-- WHAT IS REQUIRED --
Would you transcribe exactly the lines from the one containing "Where in this photo can the burger" to the last line of the data below, both ends included, but none of the pictures?

### DATASET ENTRIES ###

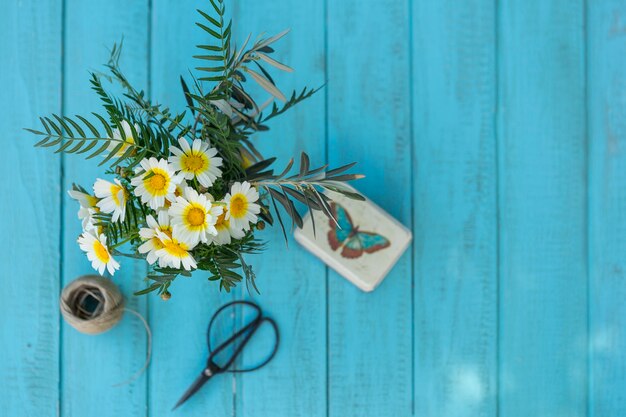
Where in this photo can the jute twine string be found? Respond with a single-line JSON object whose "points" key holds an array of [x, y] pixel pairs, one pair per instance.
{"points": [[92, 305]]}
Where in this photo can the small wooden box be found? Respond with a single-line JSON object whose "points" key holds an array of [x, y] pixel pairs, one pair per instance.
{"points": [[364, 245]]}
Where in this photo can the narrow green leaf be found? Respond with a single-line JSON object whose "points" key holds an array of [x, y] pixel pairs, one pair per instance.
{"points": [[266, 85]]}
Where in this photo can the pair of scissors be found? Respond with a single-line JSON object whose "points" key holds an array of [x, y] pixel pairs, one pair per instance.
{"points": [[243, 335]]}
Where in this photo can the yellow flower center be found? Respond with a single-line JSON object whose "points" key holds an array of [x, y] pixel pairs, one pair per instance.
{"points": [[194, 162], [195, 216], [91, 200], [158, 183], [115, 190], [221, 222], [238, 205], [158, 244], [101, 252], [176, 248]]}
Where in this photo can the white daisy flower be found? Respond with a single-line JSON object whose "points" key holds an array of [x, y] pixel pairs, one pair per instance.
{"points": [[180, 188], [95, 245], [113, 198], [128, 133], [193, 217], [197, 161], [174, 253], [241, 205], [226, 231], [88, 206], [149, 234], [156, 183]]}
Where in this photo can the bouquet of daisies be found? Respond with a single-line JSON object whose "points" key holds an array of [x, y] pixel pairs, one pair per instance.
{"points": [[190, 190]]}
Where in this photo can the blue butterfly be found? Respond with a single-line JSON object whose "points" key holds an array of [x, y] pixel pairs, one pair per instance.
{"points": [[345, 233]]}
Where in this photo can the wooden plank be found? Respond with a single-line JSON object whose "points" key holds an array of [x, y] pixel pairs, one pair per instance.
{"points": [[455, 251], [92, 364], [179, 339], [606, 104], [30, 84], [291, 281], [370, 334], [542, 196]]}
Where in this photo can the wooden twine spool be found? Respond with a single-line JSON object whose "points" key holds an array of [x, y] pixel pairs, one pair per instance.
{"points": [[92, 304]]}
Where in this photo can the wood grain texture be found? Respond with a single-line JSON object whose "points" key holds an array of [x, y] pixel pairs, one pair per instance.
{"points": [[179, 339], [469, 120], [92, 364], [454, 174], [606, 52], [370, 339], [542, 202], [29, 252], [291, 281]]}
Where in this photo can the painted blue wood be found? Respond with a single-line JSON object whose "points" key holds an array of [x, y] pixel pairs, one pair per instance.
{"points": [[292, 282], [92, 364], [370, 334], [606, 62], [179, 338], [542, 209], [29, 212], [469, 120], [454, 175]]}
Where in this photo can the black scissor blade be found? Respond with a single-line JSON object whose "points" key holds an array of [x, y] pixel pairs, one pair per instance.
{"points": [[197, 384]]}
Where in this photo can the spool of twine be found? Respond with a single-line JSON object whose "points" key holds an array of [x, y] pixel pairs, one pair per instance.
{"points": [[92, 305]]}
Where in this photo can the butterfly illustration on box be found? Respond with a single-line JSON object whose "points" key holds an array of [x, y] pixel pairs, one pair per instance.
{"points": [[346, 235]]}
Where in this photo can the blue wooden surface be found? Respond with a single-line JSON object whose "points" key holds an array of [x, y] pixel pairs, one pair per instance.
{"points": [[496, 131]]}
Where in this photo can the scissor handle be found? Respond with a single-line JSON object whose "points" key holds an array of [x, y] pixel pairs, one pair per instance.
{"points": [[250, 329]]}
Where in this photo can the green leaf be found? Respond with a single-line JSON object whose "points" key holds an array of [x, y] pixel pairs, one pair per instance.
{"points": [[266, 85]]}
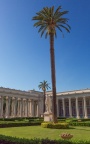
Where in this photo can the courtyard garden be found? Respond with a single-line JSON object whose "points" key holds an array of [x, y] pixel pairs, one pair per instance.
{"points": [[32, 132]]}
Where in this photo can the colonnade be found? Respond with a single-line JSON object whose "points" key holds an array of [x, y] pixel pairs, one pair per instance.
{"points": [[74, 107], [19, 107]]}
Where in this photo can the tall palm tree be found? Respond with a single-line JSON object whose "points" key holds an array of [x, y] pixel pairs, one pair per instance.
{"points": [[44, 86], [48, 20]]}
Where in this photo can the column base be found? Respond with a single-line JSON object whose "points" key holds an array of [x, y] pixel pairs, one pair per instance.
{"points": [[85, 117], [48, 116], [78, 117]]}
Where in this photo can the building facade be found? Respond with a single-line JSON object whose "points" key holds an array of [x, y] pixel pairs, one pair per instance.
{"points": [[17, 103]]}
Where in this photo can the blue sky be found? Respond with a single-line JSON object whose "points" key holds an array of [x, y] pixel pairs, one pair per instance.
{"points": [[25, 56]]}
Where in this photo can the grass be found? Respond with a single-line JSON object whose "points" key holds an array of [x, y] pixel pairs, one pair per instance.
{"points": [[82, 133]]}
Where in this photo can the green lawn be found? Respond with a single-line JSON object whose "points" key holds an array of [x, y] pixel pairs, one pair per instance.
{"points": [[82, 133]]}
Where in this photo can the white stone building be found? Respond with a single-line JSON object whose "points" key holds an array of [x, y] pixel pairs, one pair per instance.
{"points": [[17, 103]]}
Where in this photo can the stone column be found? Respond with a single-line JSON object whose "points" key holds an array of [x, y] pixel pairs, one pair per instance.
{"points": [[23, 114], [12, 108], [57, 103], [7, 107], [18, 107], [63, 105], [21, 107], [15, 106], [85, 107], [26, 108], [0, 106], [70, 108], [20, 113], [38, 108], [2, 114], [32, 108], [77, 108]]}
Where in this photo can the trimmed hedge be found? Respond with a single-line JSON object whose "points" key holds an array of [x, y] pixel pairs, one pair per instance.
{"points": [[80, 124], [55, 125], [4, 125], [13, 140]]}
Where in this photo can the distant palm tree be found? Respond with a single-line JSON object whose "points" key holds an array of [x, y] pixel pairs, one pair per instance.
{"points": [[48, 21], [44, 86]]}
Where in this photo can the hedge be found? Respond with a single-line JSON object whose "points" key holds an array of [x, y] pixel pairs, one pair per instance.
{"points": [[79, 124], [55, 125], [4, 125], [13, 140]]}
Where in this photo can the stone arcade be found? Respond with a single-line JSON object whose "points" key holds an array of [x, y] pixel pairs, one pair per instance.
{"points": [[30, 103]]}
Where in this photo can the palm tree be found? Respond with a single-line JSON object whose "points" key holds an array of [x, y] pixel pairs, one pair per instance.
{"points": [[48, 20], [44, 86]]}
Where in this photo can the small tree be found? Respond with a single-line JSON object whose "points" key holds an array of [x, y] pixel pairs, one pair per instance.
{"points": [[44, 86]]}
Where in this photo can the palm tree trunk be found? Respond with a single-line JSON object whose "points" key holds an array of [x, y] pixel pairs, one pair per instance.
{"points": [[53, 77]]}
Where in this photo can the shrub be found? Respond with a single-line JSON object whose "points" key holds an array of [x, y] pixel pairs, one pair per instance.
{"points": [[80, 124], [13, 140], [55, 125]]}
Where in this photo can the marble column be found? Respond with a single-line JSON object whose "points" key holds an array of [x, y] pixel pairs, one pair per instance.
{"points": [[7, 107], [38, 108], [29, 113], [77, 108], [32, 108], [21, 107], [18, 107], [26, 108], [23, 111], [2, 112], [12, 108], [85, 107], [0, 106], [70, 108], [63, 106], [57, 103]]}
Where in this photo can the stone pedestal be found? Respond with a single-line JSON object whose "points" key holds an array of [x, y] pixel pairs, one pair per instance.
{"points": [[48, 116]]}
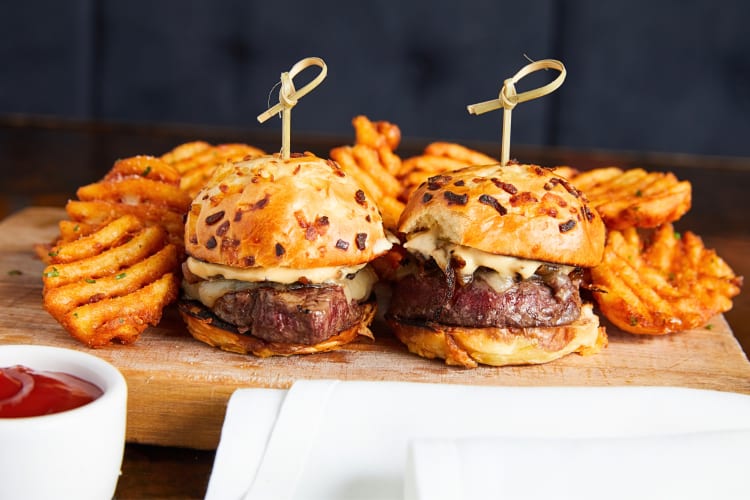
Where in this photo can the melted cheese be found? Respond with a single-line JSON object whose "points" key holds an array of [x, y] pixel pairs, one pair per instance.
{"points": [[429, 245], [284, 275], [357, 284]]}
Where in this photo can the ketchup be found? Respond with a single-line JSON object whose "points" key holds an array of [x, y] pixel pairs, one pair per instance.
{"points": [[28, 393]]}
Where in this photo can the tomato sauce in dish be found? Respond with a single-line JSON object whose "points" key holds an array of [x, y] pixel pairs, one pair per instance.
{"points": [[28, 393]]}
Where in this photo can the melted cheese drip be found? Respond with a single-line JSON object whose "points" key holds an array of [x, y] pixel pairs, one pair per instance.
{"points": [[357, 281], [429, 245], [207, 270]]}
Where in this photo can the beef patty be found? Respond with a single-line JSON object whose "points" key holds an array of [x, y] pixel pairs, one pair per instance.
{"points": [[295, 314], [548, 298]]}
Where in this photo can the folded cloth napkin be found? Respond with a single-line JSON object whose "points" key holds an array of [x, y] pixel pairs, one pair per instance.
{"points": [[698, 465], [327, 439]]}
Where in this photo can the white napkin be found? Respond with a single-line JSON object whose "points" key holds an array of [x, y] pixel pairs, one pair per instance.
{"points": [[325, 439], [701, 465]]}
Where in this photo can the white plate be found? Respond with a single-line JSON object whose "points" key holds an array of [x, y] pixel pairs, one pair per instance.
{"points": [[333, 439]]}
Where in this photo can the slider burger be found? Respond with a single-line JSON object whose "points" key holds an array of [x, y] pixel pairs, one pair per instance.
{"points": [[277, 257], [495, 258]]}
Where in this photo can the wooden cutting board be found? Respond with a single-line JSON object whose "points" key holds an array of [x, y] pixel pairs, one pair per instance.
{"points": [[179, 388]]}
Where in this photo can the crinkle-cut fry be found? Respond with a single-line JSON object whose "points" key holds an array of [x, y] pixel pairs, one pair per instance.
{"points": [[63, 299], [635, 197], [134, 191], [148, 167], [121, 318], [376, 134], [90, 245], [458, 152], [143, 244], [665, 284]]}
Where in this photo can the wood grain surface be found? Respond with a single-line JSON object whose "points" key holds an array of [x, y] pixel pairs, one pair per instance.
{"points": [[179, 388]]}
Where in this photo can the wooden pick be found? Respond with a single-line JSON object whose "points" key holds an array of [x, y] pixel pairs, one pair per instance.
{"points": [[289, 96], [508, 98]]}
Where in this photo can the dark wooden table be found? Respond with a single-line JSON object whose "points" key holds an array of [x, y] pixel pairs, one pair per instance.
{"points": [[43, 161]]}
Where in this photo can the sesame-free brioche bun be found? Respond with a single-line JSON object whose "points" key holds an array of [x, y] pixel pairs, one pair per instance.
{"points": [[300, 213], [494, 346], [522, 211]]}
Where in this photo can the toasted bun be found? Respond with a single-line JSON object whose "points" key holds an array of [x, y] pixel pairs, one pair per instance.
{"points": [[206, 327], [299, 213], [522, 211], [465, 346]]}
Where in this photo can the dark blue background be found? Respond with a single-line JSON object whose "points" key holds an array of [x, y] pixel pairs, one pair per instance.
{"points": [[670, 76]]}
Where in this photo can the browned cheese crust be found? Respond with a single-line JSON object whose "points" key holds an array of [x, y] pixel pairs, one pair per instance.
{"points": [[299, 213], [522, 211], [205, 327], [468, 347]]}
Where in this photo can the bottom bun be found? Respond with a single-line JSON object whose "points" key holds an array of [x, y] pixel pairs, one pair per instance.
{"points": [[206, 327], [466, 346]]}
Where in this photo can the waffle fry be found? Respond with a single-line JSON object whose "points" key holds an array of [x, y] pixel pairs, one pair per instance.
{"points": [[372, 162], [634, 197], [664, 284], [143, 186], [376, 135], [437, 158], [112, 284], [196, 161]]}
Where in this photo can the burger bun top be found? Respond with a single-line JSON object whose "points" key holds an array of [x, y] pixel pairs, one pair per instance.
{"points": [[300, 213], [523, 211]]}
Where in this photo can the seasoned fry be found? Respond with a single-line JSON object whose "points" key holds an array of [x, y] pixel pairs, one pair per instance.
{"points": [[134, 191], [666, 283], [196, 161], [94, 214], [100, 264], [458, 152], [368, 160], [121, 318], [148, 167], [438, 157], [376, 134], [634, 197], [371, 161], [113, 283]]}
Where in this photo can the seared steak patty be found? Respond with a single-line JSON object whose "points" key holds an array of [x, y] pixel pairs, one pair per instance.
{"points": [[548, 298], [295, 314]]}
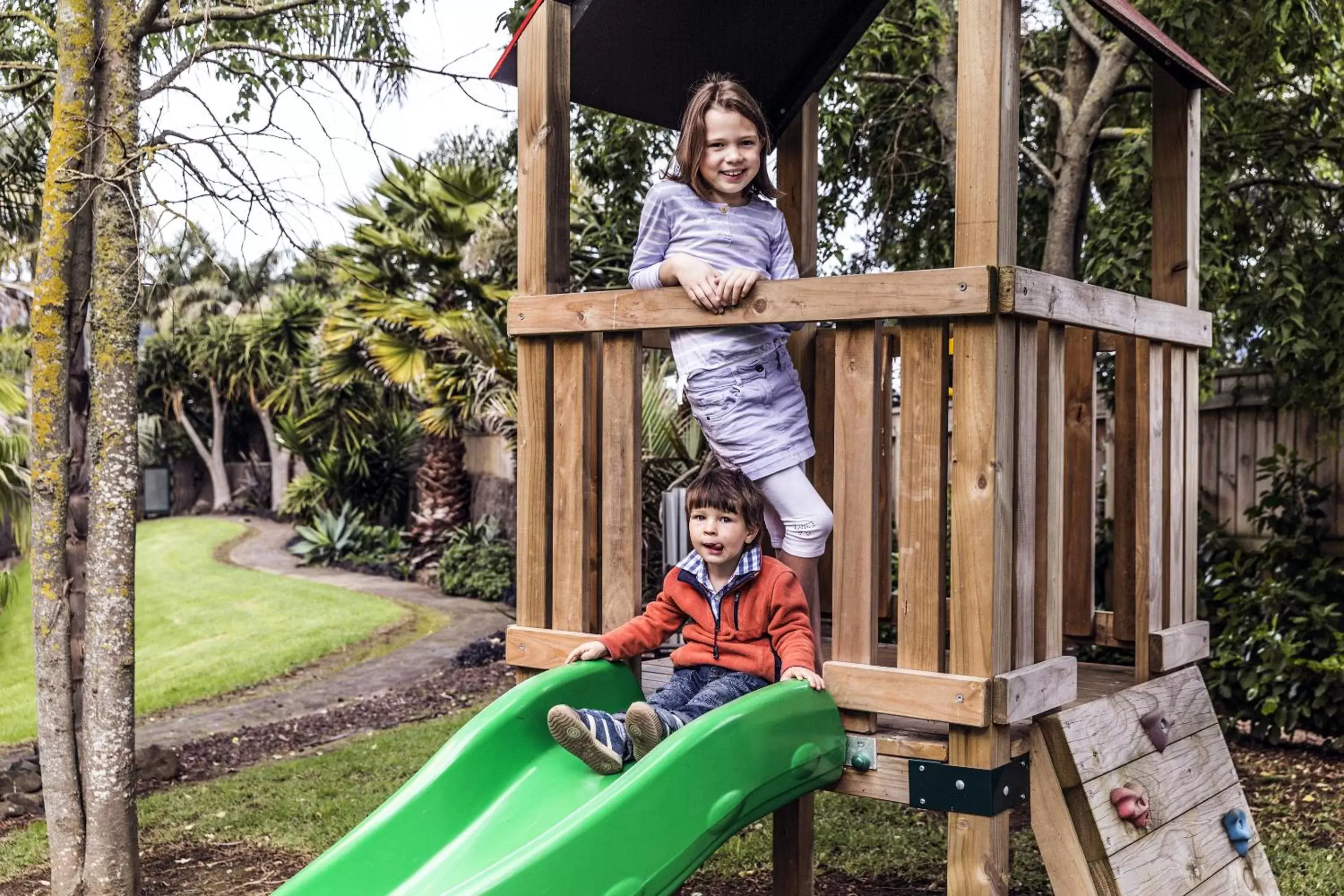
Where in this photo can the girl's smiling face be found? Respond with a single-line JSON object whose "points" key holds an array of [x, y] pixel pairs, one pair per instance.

###

-- EXERCISE SOLUTION --
Where in this photo can the burger bun top be found? Respond with a single-line JSON object whose "points" key holds an array of [x, y] pixel pairs, one pair per instance.
{"points": [[300, 213], [523, 211]]}
Where in this photo can the seasoned fry be found? Respond with a single-line JSON object whose "points" key holds an array of [x, y] pixel pairs, one pair per instance.
{"points": [[134, 191], [666, 283], [196, 161], [94, 214], [100, 264], [458, 152], [368, 160], [121, 318], [148, 167], [438, 157], [376, 134], [634, 197], [371, 161], [113, 283]]}
Where in this photo can the seared steak patty be found? Respond with a single-line JSON object whose "points" key holds an array of [x, y] pixel pairs, one pair per instance.
{"points": [[548, 298], [295, 314]]}
Where in this photo can the girl's smiling face be found? Respond with a single-line JSON object whose "points" key holds an array of [x, y] pixel pairs, one pair per instance.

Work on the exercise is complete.